** begin Information supplied **

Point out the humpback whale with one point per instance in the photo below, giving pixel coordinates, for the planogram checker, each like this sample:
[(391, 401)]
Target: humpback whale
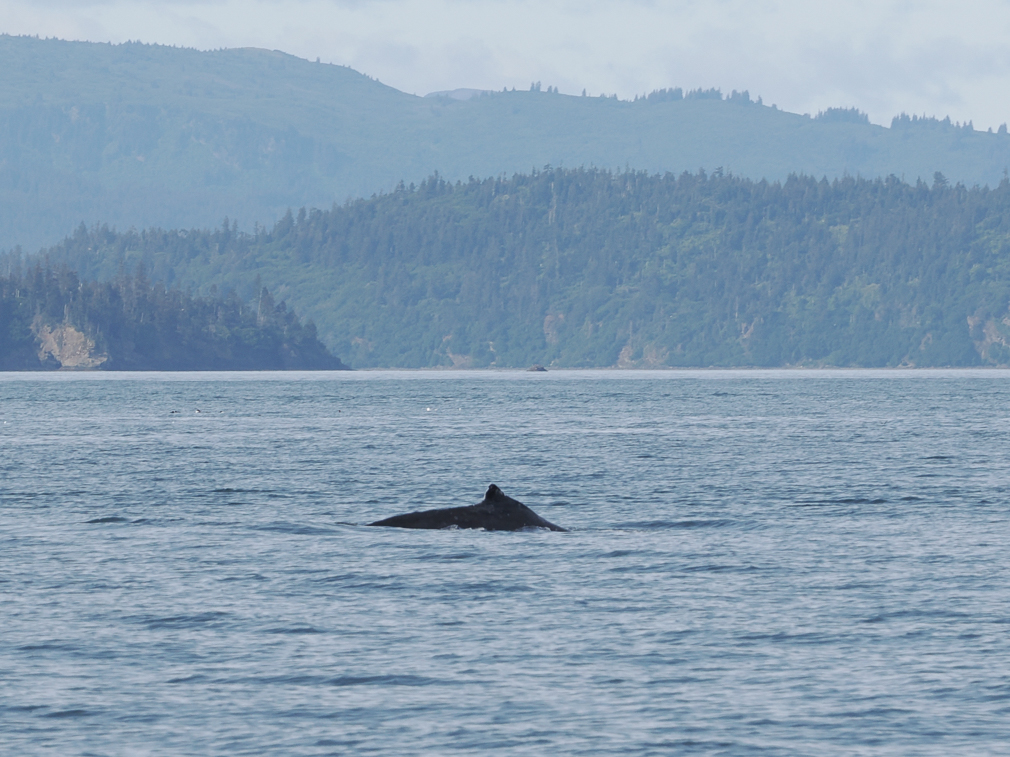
[(495, 512)]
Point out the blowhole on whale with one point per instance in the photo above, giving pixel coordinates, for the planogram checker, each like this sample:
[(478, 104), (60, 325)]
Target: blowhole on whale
[(496, 512)]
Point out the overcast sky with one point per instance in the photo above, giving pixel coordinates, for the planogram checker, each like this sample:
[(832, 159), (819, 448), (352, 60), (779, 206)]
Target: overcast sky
[(884, 57)]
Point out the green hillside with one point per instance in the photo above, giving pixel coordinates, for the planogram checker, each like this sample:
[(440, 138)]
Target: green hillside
[(145, 135), (49, 319), (593, 268)]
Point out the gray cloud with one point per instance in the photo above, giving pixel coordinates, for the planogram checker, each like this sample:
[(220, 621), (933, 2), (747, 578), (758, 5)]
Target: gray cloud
[(883, 57)]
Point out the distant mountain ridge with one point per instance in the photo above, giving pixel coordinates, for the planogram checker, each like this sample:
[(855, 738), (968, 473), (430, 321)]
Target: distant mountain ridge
[(576, 267), (139, 135)]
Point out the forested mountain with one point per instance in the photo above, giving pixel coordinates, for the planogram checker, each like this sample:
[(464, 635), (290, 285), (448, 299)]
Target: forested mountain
[(590, 268), (49, 319), (141, 135)]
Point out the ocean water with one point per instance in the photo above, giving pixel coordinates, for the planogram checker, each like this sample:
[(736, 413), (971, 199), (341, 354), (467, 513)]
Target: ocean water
[(760, 563)]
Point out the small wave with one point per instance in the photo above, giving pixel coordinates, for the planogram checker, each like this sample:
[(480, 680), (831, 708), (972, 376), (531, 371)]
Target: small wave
[(294, 528), (385, 680), (667, 525), (187, 678), (184, 621), (61, 714)]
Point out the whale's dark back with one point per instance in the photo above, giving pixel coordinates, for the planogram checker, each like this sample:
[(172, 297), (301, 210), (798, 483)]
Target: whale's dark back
[(496, 512)]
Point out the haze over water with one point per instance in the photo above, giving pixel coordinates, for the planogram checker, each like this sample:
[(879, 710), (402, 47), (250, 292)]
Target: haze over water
[(761, 563)]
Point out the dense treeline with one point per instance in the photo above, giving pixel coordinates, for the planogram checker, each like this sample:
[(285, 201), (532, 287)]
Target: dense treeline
[(52, 319), (589, 267)]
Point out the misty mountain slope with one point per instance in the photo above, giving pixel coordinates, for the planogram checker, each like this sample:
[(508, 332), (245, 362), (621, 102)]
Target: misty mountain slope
[(147, 135), (580, 267)]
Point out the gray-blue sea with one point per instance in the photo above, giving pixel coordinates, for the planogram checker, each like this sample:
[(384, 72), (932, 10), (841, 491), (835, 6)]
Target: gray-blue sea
[(760, 563)]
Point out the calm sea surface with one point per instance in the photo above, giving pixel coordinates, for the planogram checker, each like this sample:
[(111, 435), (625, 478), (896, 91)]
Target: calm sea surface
[(760, 563)]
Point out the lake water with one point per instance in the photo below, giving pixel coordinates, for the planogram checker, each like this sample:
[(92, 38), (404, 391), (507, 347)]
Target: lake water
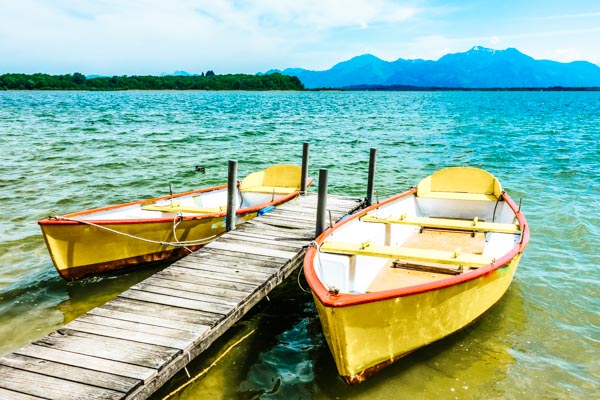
[(67, 151)]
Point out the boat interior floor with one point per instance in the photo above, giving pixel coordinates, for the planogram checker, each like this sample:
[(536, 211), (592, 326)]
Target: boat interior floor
[(396, 273)]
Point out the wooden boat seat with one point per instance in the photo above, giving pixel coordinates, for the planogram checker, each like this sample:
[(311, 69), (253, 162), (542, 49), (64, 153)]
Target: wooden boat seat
[(447, 223), (177, 207), (406, 253)]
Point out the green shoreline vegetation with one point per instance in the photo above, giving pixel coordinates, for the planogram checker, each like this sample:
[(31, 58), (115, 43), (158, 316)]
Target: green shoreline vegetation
[(210, 81)]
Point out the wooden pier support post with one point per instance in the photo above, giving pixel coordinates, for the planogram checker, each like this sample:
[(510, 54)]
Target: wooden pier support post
[(321, 202), (231, 195), (304, 176), (371, 179)]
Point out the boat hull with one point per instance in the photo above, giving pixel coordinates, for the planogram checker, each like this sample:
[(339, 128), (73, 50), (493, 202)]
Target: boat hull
[(78, 249), (366, 337), (414, 268)]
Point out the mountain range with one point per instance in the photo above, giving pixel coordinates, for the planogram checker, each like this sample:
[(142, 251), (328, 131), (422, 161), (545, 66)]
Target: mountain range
[(479, 67)]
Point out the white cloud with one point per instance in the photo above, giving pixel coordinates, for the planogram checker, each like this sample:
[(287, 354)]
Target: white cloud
[(153, 36)]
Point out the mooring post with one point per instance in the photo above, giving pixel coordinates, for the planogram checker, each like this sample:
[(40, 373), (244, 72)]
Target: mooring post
[(321, 202), (231, 195), (304, 176), (371, 179)]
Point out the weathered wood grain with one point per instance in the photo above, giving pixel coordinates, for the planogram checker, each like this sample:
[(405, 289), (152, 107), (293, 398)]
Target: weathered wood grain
[(51, 388), (68, 372)]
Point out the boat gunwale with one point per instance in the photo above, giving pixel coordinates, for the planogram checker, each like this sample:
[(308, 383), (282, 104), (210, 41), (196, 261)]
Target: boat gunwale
[(330, 299), (68, 218)]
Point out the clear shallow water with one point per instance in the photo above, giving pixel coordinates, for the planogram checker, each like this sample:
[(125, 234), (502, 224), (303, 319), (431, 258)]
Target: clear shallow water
[(66, 151)]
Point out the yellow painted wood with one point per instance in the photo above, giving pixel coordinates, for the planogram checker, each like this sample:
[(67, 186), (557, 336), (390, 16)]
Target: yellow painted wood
[(405, 253), (279, 177), (460, 183), (397, 326), (446, 223)]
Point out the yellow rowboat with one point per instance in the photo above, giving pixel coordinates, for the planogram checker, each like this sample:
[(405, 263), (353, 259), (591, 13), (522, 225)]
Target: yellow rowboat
[(163, 228), (415, 268)]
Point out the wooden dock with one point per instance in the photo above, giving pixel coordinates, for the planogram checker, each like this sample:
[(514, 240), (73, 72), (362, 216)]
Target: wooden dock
[(129, 347)]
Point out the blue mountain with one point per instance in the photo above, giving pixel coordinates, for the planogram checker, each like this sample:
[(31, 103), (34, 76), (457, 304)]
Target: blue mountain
[(479, 67)]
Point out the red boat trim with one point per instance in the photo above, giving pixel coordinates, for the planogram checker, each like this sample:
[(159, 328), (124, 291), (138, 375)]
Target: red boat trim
[(342, 300), (74, 273), (242, 211)]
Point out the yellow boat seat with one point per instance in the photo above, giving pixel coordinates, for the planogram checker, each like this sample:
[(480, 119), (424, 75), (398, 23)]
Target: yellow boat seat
[(447, 223), (406, 253), (277, 179), (460, 183)]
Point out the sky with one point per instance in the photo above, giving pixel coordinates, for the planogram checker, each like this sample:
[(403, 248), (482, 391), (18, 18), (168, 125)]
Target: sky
[(150, 37)]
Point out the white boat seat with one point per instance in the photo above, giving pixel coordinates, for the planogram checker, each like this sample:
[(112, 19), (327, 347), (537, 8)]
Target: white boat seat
[(446, 223), (176, 207), (407, 253)]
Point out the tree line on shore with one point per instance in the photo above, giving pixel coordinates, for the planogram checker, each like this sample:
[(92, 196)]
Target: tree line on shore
[(78, 81)]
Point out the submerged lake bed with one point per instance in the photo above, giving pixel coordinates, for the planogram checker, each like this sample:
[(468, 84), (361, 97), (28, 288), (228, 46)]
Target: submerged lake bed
[(69, 151)]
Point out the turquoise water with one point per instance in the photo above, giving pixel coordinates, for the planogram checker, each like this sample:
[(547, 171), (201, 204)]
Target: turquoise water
[(67, 151)]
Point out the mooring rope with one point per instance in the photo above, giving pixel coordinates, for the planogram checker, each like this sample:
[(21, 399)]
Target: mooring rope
[(177, 243)]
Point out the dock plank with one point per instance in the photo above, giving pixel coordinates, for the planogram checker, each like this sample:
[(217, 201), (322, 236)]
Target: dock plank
[(111, 331), (143, 355), (49, 387), (89, 362)]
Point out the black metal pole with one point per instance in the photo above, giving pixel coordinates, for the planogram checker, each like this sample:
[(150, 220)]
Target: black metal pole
[(231, 195), (304, 177), (321, 202), (371, 179)]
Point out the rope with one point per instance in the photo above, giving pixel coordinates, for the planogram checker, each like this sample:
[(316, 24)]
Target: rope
[(177, 243)]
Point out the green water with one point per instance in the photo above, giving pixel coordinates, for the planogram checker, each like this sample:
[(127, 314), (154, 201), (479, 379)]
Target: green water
[(67, 151)]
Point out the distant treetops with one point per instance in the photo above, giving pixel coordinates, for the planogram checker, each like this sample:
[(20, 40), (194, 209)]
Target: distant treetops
[(208, 81)]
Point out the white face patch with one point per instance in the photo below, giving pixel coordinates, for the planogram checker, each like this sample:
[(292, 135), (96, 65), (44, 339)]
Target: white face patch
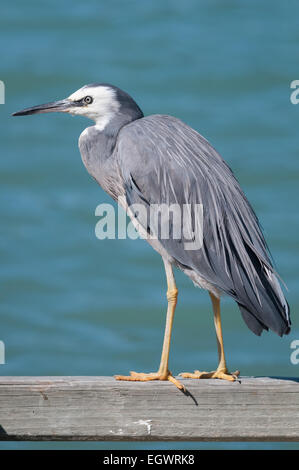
[(103, 107)]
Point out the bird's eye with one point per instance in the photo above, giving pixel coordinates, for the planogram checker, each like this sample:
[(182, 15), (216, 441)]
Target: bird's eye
[(87, 100)]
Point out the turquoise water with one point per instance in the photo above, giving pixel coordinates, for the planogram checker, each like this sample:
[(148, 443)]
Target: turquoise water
[(74, 305)]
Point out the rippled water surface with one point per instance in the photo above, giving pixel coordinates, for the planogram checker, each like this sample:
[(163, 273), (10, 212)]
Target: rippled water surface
[(74, 305)]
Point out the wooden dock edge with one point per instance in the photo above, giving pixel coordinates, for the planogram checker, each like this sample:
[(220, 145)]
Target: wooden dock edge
[(103, 409)]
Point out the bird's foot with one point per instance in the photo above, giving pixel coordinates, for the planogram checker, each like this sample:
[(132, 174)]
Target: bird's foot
[(141, 377), (216, 374)]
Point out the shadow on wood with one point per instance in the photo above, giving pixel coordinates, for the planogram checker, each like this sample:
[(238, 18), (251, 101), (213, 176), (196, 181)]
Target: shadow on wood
[(103, 409)]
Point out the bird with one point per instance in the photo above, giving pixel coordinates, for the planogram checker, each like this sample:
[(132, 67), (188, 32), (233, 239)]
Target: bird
[(158, 159)]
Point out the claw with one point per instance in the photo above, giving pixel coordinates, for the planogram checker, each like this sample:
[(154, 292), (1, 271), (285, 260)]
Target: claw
[(141, 377)]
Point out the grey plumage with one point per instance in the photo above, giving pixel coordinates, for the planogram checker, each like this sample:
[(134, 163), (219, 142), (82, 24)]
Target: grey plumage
[(159, 159)]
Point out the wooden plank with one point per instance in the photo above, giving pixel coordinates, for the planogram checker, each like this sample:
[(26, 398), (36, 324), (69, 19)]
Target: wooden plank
[(103, 409)]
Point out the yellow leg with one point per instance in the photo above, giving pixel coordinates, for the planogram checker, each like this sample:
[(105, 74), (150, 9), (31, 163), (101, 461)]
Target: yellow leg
[(163, 372), (221, 372)]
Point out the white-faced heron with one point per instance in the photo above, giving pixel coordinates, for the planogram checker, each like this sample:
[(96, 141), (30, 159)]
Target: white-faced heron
[(156, 160)]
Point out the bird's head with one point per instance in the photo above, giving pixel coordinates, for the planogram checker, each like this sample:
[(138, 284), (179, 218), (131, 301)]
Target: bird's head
[(99, 102)]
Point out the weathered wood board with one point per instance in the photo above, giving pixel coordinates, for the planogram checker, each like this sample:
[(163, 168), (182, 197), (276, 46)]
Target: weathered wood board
[(103, 409)]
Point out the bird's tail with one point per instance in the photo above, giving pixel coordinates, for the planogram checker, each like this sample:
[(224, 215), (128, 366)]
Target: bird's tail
[(267, 308)]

** end Information supplied **

Your objective: Reproduce the rows from the line containing "Point out the bird with" up to and including the line containing "[(158, 159)]", substituting "inventory scanner" for "planogram checker" and leaving everything else unchanged.

Solution to this task:
Point out the bird with one point per instance in the photo above, giving pixel coordinates, for the inventory scanner, each like this sample:
[(132, 67), (188, 32), (233, 239)]
Target: bird
[(158, 159)]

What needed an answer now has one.